### [Task goal]
Filter the data below for the string "shorts" and copy each matching line.

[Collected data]
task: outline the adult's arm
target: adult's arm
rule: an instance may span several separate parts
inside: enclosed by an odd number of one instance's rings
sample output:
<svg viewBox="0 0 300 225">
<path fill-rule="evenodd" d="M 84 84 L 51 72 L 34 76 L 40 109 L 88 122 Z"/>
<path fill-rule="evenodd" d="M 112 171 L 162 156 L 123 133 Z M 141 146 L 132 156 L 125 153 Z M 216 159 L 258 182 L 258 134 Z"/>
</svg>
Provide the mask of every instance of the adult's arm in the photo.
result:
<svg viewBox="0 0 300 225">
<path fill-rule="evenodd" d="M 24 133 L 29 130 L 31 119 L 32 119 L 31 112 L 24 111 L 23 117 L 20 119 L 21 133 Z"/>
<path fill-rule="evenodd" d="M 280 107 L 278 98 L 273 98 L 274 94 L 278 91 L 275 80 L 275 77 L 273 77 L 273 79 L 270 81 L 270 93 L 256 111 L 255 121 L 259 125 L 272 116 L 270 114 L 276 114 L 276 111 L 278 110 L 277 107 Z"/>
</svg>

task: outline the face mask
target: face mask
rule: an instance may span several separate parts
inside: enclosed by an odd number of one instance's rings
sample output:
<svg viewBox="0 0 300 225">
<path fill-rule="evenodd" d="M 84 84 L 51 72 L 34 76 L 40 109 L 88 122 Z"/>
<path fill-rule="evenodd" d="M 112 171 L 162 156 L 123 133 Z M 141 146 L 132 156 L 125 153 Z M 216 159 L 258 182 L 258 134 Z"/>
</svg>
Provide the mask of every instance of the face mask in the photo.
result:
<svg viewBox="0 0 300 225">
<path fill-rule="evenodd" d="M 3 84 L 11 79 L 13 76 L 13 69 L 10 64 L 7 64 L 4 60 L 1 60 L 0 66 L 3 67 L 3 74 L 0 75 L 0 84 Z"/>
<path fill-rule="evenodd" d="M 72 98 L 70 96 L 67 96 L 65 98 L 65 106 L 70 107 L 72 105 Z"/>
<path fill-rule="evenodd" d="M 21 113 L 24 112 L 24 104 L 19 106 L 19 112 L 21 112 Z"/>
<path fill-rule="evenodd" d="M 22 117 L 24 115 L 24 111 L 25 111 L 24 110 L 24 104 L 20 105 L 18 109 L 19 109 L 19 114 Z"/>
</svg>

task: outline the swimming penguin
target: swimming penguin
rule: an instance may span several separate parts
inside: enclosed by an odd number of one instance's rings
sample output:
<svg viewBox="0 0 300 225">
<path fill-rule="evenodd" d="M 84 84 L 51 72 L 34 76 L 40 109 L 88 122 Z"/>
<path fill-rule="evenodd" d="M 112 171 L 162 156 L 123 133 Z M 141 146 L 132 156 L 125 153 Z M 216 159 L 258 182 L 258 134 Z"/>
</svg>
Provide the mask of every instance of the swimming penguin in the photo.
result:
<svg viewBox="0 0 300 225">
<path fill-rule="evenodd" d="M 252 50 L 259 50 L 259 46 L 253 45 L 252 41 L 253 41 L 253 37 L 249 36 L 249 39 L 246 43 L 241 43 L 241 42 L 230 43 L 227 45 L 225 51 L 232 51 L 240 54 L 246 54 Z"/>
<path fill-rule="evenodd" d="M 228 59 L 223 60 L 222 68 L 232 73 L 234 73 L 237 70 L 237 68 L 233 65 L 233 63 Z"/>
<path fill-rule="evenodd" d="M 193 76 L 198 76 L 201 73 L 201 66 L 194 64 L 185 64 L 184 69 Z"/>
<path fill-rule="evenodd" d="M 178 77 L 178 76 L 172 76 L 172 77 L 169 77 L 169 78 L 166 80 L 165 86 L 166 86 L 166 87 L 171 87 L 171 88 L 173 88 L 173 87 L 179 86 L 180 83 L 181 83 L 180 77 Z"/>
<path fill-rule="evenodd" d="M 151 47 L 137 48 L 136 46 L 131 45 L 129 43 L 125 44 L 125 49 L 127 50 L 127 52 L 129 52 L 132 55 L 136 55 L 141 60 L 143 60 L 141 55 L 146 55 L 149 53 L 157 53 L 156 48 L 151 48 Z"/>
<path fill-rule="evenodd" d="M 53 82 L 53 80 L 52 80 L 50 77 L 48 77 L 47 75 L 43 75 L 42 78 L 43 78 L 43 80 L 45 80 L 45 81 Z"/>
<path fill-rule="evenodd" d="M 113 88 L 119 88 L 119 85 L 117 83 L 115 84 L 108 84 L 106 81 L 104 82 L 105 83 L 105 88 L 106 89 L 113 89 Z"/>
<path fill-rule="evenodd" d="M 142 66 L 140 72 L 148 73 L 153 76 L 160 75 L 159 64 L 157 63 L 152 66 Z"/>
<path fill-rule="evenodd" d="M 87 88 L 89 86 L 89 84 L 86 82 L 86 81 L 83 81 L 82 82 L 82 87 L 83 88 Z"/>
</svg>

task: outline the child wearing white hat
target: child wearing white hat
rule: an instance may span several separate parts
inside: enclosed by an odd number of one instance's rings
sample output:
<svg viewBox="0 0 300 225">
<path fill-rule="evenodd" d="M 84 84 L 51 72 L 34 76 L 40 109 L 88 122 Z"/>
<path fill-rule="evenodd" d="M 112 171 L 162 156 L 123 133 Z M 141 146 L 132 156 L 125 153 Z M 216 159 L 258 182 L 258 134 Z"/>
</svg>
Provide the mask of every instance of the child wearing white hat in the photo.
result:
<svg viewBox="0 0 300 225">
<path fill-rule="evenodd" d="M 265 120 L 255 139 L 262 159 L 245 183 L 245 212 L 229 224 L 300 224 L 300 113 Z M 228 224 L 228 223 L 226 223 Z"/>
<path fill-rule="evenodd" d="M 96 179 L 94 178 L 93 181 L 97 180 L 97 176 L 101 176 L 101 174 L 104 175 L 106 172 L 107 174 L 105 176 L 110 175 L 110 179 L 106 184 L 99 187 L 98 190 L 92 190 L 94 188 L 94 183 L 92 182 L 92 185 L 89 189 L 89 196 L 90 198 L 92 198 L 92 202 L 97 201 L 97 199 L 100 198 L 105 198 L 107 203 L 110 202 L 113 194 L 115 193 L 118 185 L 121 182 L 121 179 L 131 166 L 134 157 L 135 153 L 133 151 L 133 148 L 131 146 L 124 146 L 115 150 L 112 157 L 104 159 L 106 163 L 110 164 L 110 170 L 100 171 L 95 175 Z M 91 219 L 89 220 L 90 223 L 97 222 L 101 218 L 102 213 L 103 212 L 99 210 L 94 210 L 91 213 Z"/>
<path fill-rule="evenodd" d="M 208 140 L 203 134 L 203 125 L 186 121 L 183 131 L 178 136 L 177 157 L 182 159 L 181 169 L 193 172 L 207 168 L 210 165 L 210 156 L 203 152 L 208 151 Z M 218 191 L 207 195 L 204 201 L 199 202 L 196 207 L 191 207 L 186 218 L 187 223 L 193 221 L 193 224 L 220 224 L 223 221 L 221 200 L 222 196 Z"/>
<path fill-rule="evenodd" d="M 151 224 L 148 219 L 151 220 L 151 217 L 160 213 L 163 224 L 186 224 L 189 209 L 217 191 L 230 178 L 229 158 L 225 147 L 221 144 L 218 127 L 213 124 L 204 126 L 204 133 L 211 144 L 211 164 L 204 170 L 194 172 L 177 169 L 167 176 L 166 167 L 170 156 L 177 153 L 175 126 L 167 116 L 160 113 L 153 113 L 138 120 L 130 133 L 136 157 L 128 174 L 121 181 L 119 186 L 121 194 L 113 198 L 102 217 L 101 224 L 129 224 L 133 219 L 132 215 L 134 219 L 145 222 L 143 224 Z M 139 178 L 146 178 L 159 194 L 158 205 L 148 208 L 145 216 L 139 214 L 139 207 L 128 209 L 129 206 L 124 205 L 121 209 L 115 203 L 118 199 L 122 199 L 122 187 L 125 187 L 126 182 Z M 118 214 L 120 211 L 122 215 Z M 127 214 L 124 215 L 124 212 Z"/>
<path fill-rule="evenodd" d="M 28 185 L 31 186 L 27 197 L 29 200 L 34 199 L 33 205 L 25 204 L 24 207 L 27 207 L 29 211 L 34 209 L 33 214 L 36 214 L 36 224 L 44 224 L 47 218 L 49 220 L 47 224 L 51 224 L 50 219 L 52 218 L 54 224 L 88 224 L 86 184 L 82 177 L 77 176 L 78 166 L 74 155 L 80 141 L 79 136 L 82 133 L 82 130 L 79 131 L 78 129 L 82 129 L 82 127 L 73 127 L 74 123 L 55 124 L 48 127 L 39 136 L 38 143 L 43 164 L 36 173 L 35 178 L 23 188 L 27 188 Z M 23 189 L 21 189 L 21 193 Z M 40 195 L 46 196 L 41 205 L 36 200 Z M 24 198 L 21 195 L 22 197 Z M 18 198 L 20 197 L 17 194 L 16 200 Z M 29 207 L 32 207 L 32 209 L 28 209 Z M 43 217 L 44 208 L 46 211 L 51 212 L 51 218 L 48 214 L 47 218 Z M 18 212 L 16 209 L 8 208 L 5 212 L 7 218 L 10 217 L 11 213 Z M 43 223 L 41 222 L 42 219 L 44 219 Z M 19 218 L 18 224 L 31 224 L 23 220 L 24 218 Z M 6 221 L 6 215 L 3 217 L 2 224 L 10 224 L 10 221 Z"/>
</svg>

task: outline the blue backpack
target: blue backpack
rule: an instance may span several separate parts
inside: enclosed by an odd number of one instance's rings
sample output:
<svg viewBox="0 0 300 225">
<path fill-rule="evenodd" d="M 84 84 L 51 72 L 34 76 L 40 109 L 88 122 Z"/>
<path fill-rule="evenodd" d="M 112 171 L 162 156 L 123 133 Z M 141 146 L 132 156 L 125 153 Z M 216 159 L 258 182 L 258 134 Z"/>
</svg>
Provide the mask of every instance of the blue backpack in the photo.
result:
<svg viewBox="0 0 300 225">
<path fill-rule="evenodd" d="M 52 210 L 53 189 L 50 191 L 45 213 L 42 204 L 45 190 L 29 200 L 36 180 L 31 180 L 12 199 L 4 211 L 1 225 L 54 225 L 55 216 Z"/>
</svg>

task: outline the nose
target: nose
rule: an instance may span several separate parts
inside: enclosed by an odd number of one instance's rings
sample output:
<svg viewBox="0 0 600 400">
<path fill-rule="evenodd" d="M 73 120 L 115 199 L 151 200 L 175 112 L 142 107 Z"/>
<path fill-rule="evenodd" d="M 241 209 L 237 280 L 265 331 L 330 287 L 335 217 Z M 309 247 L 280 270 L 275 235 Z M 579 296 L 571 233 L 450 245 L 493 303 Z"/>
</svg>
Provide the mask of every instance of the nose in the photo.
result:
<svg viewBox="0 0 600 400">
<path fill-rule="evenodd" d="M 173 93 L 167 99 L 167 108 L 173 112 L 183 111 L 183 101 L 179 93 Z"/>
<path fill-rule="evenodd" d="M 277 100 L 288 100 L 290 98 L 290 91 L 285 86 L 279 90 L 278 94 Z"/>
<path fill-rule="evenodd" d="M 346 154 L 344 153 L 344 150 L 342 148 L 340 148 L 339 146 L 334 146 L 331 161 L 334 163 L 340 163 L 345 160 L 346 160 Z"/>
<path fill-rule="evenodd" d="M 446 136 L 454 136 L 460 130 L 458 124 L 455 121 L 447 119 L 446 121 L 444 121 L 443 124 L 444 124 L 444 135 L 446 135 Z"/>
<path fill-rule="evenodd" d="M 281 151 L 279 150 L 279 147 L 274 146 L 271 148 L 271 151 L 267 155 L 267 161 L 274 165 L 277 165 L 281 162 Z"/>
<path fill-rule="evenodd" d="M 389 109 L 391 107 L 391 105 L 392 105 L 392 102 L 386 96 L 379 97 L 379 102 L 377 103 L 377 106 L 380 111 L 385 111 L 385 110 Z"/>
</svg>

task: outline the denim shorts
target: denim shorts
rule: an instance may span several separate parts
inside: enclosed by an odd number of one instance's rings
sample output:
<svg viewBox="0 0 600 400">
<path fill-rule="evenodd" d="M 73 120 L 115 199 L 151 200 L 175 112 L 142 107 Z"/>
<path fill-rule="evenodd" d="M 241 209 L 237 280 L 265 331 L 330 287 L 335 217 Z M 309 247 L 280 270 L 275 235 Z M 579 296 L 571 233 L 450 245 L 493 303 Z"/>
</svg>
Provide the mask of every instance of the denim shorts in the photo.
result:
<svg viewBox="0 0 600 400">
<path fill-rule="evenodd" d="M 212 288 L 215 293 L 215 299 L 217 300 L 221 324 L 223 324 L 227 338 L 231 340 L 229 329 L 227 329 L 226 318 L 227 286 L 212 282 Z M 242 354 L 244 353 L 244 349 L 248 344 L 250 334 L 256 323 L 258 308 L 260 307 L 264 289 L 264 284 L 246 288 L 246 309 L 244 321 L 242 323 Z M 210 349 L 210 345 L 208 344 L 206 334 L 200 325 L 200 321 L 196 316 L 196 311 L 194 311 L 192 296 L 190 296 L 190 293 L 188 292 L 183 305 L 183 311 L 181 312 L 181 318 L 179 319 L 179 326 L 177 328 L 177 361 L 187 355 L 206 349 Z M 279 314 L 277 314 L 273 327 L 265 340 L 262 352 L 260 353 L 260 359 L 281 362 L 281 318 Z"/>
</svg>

### [Written solution]
task: outline the denim shorts
target: denim shorts
Provide the mask of every instance of the denim shorts in the photo.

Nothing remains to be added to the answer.